• _Suas instruções_: Transcreva, do excerto sobre a noite de réveillon apresentado abaixo, o trecho que começa nas palavras "Paulo Spranger/Global Imagens" e termina logo após "produtor de eventos.".

• _Excerto da fonte_:
----------------------------------------

À meia-noite, tal como os restantes convivas, também Jade irá comer as 12 passas e pedir alguns desejos para o Ano Novo que se adivinha. “Vão à cabina levar-me champanhe, as passas. Quanto aos meus desejos, já tenho tudo escrito e não são só doze, são mais!”
Jade Alvim vestiu-se a rigor, de vestido de lantejoulas, para a entrevista com o DN. E será assim que deverá surgir, na noite de réveillon. “Hoje vesti-me a pensar nessa noite. E talvez traga mesmo este vestido. Se bem que andei a ler e dizem que as pessoas do meu signo, Peixes, devem entrar no ano de roxo. Não sou muito de superstições mas, por acaso, comprei um vestido roxo. Ainda estou indecisa”. Uma coisa é certa para a DJ: “Vai ser uma noite memorável!”
Paulo Spranger/Global Imagens
Fogo de artifício milionário
A noite de réveillon também é próspera para António Sampaio, 63 anos, dono da Show Me, empresa de produção de eventos. “Tenho três festas, em três hotéis. Os hotéis organizam a parte da música e da comida e depois querem o fogo de artifício, que, apesar de toda a campanha negativa que criaram à sua volta, ainda é algo que traz muito impacto a um evento. O fogo de artifício é como o champanhe: é espirituoso. As pessoas vêem-no e ficam prontas para dançar”, explica o produtor de eventos.
Quanto a valores, são mais elevados nesta época do ano. “Haja dinheiro e vontade e podemos realizar qualquer desejo, tanto para festas corporativas como para particulares. No caso do fogo de artifício nestes pequenos espaços, como os hotéis, pode ir desde cinco a sete mil euros”. Mesmo assim, o empresário admite: “Não é nada de especial. Não é a mesma coisa que fazer o Terreiro do Paço”. Aliás, com uma vasta experiência nesta área, António Sampaio já teve o prazer de iluminar a principal praça da cidade de Lisboa. “Já fiz o Terreiro do Paço com o Pedro Abrunhosa a dizer, no final: ‘E da noite se faz dia’. Foi no encerramento da Lisboa 94: Capital Europeia da Cultura e estavam presentes cerca de 120 mil pessoas”.
Antes da festa, há todo um trabalho de preparação que é preciso fazer. “Fiz as visitas técnicas aos locais onde vai ser instalado o fogo de artifício. As condições de segurança são as primeiras a serem observadas. Há o espaço físico, do hotel, onde decorre a festa, e depois há o espaço de implementação da pirotecnia, que tem de ter uma margem de segurança compatível com o que vai ser feito”.

----------------------------------------

• _Dados apresentados_:
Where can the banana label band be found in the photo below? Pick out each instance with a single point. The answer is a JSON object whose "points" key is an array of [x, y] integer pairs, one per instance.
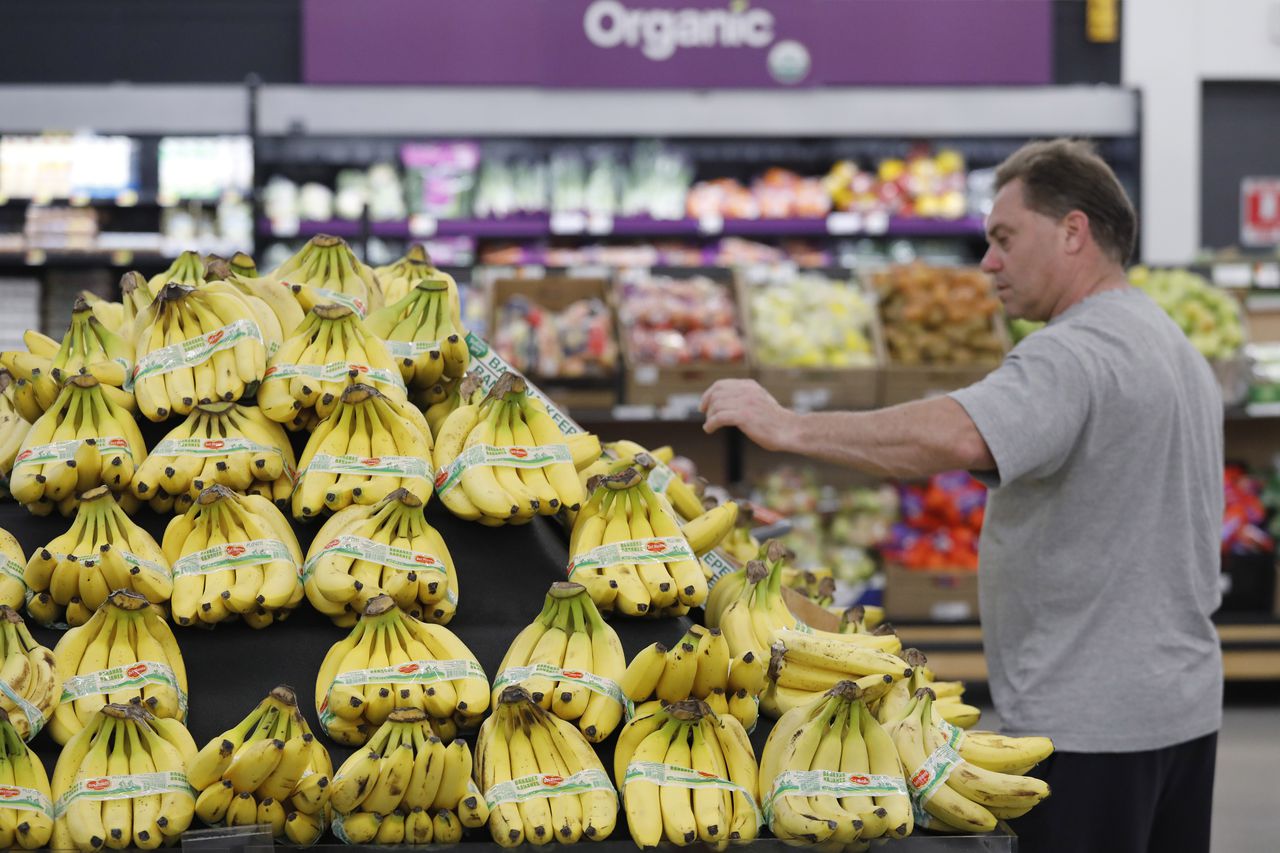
{"points": [[489, 366], [65, 451], [127, 787], [632, 551], [410, 349], [831, 783], [17, 571], [590, 680], [128, 676], [24, 799], [513, 456], [370, 466], [932, 774], [664, 775], [334, 372], [378, 552], [35, 717], [544, 785], [195, 351], [717, 565], [254, 552]]}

----------------------------------------

• _A resposta_:
Paulo Spranger/Global Imagens
Fogo de artifício milionário
A noite de réveillon também é próspera para António Sampaio, 63 anos, dono da Show Me, empresa de produção de eventos. “Tenho três festas, em três hotéis. Os hotéis organizam a parte da música e da comida e depois querem o fogo de artifício, que, apesar de toda a campanha negativa que criaram à sua volta, ainda é algo que traz muito impacto a um evento. O fogo de artifício é como o champanhe: é espirituoso. As pessoas vêem-no e ficam prontas para dançar”, explica o produtor de eventos.